-------- RECORDS TO USE
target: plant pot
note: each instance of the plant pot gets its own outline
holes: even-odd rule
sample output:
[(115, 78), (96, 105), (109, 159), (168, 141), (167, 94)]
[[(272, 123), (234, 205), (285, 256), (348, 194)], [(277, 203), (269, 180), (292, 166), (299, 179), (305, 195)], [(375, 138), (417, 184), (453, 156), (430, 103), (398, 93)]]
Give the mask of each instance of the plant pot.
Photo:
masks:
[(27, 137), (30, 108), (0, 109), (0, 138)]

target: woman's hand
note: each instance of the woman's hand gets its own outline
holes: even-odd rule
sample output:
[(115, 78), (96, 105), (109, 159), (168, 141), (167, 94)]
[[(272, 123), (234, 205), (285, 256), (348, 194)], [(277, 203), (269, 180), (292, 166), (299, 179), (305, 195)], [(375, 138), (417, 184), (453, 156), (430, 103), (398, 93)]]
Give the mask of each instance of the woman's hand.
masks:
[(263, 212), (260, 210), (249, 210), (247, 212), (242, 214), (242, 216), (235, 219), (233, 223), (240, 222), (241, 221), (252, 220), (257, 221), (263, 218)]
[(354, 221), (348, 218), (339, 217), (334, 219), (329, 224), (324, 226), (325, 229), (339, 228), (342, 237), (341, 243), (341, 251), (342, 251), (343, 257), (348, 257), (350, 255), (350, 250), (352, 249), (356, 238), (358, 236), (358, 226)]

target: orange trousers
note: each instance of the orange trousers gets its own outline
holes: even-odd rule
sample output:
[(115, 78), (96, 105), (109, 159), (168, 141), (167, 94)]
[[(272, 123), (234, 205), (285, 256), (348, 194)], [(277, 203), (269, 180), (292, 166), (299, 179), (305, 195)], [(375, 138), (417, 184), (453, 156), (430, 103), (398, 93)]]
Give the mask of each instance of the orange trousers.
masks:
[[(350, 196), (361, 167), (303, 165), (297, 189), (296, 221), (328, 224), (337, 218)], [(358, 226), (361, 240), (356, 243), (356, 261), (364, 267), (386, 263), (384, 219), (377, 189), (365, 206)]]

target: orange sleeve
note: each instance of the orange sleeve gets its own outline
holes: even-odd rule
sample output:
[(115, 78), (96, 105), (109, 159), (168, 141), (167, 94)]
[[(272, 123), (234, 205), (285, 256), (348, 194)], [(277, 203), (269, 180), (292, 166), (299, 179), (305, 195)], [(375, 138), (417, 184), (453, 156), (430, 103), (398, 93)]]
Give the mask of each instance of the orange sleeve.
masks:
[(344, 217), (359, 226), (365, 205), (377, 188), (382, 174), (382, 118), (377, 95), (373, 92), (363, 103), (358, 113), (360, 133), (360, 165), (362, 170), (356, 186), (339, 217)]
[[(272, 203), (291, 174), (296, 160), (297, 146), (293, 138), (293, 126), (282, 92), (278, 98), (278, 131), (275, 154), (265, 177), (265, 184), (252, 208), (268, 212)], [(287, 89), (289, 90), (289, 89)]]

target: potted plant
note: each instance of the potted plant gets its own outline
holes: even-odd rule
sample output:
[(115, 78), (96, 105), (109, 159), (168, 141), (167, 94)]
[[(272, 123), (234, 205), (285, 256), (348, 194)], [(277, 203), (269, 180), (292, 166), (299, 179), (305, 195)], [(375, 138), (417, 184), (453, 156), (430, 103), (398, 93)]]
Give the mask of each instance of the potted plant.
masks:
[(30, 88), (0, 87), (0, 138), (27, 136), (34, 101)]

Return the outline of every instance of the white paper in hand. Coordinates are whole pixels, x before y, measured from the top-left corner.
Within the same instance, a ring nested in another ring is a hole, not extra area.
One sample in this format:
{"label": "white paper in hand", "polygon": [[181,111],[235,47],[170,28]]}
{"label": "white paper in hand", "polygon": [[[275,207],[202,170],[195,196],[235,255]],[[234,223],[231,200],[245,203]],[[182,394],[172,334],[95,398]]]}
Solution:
----------------
(WHAT YOU NEED TO DO): Please render every line of the records above as a Markdown table with a Row column for the row number and a Line column for the line itself, leaving out blank lines.

(ANSWER TO THIS EXERCISE):
| Row | Line |
|---|---|
| 1 | target: plant pot |
| 2 | note: each instance of the plant pot gets its own outline |
| 3 | holes: even-odd rule |
| 4 | sample output: |
| 5 | [(115, 78), (96, 105), (109, 159), (168, 141), (167, 94)] |
| 6 | [[(272, 123), (234, 205), (285, 256), (348, 194)], [(277, 203), (269, 180), (292, 166), (299, 179), (305, 195)], [(375, 138), (417, 184), (453, 156), (430, 103), (398, 93)]] |
| 7 | Give the mask of each instance of the plant pot. |
| 8 | Photo: |
| 9 | masks: |
| 10 | [(27, 137), (30, 108), (0, 109), (0, 138)] |
| 11 | target: woman's hand |
| 12 | note: each instance of the woman's hand gets its own outline |
| 13 | holes: even-odd rule |
| 14 | sample output: |
| 15 | [(115, 78), (96, 105), (109, 159), (168, 141), (167, 94)] |
| 16 | [[(272, 123), (234, 205), (285, 256), (348, 194)], [(277, 203), (269, 180), (292, 166), (299, 179), (305, 195)], [(375, 138), (417, 184), (453, 156), (430, 103), (398, 93)]] |
| 17 | Give the mask of each instance of the woman's hand. |
| 18 | masks: |
| 19 | [(263, 212), (260, 210), (249, 210), (247, 212), (242, 214), (242, 216), (235, 219), (233, 223), (240, 222), (241, 221), (252, 220), (257, 221), (263, 218)] |
| 20 | [(354, 221), (348, 218), (339, 217), (334, 219), (329, 224), (324, 226), (325, 229), (339, 228), (342, 237), (341, 243), (341, 251), (342, 251), (343, 257), (348, 257), (350, 255), (350, 250), (352, 249), (356, 238), (358, 236), (358, 226)] |
| 21 | target: orange trousers |
| 22 | note: each instance of the orange trousers gets its own outline |
| 23 | holes: even-odd rule |
| 24 | sample output: |
| 25 | [(115, 78), (96, 105), (109, 159), (168, 141), (167, 94)] |
| 26 | [[(272, 123), (234, 205), (285, 256), (348, 194)], [(277, 203), (269, 180), (292, 166), (299, 179), (305, 195)], [(375, 138), (417, 184), (453, 156), (430, 103), (398, 93)]] |
| 27 | Give the mask of each instance of the orange trousers. |
| 28 | masks: |
| 29 | [[(350, 196), (361, 167), (303, 165), (297, 189), (296, 221), (328, 224), (337, 218)], [(358, 226), (361, 240), (356, 243), (356, 261), (364, 267), (386, 263), (384, 219), (377, 189), (365, 206)]] |
| 30 | target: orange sleeve |
| 31 | note: each instance of the orange sleeve gets its own outline |
| 32 | holes: even-odd rule |
| 33 | sample output: |
| 34 | [(115, 78), (96, 105), (109, 159), (168, 141), (167, 94)] |
| 35 | [[(272, 123), (234, 205), (285, 256), (348, 194)], [(277, 203), (269, 180), (292, 166), (299, 179), (305, 195)], [(375, 138), (417, 184), (453, 156), (430, 103), (398, 93)]] |
| 36 | Give the mask of each instance of the orange sleeve. |
| 37 | masks: |
| 38 | [(344, 217), (359, 226), (365, 205), (377, 188), (382, 174), (382, 118), (377, 95), (373, 92), (363, 103), (358, 113), (360, 133), (360, 165), (362, 170), (356, 186), (339, 217)] |
| 39 | [[(272, 203), (291, 174), (296, 160), (297, 146), (293, 138), (293, 126), (282, 92), (278, 98), (278, 131), (275, 154), (265, 177), (265, 184), (252, 208), (268, 212)], [(287, 89), (289, 90), (289, 89)]] |
| 40 | target: potted plant |
| 41 | note: each instance of the potted plant gets its own outline |
| 42 | holes: even-odd rule |
| 43 | sample output: |
| 44 | [(115, 78), (96, 105), (109, 159), (168, 141), (167, 94)] |
| 45 | [[(272, 123), (234, 205), (285, 256), (348, 194)], [(277, 203), (269, 180), (292, 166), (299, 179), (305, 195)], [(375, 138), (417, 184), (453, 156), (430, 103), (398, 93)]] |
| 46 | Give the mask of each instance of the potted plant. |
| 47 | masks: |
| 48 | [(30, 88), (0, 87), (0, 138), (27, 136), (34, 101)] |
| 49 | Return the outline of every instance of the white paper in hand. Coordinates are whole pixels, x before y, measured from the top-left corner. |
| 50 | Within the same instance, a ring nested in another ring is a hole, not extra area. |
| 51 | One sample in this format: |
| 52 | {"label": "white paper in hand", "polygon": [[181,111],[235,47],[170,28]]} |
| 53 | {"label": "white paper in hand", "polygon": [[[275,207],[202,170],[195,196],[235,255]],[[234,223],[231,200],[245,203]],[[182,394],[172,334],[95,398]]]} |
| 54 | Solution: |